#### [WHAT IS NEEDED]
Count the lines in the material below that contain the string "grass", with uppercase and lowercase treated as different. Reply with the number alone.
--- Start ---
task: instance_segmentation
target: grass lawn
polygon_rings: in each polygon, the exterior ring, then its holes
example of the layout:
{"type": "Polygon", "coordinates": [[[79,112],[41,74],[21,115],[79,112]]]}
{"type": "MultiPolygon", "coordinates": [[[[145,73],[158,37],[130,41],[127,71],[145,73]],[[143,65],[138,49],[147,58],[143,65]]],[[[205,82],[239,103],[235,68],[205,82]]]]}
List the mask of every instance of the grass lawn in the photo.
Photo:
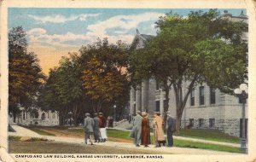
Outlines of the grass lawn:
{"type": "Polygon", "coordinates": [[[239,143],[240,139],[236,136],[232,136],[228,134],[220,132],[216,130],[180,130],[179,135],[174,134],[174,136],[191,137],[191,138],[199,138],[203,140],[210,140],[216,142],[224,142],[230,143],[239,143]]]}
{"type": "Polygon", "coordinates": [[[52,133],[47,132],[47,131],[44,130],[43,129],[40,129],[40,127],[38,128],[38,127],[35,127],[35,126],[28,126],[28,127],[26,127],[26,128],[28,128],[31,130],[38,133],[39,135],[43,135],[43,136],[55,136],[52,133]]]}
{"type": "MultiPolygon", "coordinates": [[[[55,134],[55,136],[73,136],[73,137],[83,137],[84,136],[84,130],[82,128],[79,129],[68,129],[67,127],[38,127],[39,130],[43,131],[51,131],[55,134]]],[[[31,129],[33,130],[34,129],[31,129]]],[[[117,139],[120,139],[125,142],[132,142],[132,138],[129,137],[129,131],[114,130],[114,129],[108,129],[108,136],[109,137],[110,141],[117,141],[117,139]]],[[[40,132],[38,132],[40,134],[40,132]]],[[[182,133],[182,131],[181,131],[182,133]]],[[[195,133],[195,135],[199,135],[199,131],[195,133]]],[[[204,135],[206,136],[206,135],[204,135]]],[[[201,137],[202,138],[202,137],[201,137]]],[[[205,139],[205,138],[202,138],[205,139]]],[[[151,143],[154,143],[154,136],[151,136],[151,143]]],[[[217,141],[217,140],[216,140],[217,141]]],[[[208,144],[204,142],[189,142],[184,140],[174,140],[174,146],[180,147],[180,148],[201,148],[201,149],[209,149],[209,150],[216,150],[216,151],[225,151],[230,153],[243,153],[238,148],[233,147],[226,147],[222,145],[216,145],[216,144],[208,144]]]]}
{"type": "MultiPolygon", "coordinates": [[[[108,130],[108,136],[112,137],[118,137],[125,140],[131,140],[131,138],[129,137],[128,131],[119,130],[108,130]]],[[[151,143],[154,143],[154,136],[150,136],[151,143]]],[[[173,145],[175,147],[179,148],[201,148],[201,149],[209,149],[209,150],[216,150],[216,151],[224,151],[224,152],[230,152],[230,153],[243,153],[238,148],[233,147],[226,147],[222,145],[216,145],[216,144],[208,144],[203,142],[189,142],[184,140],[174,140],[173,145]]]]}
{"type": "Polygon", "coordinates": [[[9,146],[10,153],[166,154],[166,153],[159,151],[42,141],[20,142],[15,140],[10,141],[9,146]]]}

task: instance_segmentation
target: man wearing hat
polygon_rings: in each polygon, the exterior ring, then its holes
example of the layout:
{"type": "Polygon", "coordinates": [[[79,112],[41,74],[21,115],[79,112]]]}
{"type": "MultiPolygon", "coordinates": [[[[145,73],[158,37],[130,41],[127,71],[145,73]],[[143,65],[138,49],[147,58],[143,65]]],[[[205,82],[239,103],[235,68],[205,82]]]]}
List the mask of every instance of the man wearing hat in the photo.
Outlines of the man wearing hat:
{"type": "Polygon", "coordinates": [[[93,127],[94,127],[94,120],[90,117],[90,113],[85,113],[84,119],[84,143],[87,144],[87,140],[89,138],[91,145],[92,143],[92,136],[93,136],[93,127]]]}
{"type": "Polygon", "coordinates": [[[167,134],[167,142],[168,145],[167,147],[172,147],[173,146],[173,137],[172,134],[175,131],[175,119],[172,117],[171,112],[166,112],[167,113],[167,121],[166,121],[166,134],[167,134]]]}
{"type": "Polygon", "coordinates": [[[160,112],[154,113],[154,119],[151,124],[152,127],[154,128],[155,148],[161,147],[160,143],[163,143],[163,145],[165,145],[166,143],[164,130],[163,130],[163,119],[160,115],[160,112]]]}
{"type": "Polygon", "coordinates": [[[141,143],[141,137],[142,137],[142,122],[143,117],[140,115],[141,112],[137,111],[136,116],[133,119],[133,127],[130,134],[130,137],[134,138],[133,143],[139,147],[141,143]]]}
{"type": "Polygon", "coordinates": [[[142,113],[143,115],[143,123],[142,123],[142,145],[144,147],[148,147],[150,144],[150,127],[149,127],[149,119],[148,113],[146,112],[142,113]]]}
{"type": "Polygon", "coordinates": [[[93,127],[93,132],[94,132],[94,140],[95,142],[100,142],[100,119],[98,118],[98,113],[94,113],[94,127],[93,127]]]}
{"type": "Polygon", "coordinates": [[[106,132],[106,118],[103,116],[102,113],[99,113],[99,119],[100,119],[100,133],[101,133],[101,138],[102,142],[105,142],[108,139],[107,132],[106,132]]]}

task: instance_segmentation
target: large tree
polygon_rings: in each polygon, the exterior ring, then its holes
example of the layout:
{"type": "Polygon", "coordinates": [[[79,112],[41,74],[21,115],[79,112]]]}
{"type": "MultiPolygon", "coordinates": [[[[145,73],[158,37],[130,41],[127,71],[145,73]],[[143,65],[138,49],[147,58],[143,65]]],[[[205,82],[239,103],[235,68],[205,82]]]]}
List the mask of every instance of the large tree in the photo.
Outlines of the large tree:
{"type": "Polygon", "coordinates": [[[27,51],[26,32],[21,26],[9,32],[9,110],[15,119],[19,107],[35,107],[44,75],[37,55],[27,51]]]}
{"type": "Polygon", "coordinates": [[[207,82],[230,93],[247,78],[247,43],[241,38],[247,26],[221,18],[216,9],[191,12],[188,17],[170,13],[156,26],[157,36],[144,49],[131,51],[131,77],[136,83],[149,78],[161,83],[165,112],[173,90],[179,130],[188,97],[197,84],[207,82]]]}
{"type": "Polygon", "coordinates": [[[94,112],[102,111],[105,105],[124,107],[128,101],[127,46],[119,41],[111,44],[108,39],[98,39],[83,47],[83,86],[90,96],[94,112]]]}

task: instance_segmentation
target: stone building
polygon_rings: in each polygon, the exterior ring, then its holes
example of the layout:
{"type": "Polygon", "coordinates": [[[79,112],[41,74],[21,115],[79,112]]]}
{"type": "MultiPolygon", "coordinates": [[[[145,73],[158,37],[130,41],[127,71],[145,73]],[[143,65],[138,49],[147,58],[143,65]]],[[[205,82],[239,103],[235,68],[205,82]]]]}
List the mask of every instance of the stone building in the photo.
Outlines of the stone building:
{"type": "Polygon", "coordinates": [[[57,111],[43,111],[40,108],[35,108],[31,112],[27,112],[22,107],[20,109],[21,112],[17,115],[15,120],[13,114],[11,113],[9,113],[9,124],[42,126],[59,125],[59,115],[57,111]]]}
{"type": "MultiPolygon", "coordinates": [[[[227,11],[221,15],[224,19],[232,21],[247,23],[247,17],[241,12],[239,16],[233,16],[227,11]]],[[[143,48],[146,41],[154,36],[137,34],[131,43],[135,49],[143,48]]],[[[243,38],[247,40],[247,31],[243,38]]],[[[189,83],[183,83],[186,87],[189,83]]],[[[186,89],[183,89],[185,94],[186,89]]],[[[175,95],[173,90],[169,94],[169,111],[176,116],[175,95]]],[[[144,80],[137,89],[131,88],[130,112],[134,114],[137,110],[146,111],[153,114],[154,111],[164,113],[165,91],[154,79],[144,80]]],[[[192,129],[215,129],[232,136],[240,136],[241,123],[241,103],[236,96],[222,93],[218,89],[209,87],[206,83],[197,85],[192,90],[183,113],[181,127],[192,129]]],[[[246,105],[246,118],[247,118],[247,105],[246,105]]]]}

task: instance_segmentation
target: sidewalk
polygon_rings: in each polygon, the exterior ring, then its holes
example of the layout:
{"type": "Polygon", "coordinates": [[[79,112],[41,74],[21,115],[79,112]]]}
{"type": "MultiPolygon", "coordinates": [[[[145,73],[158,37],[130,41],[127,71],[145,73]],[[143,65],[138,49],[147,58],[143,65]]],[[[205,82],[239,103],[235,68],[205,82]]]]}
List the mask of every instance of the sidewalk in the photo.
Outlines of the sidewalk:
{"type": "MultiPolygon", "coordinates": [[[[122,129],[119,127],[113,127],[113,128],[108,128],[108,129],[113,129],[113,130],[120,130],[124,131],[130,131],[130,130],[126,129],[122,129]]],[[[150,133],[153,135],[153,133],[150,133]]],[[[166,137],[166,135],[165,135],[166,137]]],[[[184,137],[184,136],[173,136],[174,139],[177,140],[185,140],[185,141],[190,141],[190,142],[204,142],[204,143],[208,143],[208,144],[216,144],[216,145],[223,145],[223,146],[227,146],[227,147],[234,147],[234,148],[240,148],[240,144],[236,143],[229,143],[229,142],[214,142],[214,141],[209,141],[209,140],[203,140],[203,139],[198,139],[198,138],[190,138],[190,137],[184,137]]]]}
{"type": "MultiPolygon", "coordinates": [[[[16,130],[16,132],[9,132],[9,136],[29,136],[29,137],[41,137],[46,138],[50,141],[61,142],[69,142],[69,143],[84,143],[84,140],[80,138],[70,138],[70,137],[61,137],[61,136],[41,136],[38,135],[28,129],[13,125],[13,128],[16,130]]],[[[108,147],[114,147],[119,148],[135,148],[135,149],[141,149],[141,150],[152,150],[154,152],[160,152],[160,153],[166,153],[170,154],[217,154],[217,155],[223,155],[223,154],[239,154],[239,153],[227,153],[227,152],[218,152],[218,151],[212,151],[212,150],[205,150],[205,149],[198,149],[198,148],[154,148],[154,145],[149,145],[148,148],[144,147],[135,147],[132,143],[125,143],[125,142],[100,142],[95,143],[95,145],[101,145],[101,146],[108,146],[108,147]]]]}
--- End ---
--- Start ---
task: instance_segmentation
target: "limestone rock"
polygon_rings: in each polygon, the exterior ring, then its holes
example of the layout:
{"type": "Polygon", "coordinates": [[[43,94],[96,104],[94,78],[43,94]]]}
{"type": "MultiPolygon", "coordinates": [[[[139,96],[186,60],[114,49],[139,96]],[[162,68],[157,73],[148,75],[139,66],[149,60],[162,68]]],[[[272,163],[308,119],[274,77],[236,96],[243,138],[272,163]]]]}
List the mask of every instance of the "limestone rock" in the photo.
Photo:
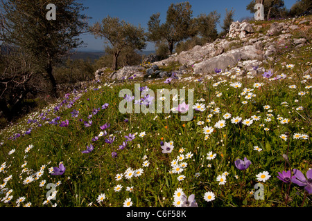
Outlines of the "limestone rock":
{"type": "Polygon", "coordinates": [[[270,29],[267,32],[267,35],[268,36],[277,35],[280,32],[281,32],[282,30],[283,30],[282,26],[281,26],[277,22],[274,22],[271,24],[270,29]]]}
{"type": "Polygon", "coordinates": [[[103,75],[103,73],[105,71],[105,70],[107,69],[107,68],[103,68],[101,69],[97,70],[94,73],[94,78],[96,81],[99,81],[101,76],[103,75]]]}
--- End ---
#### [REPLY TO THE TASK]
3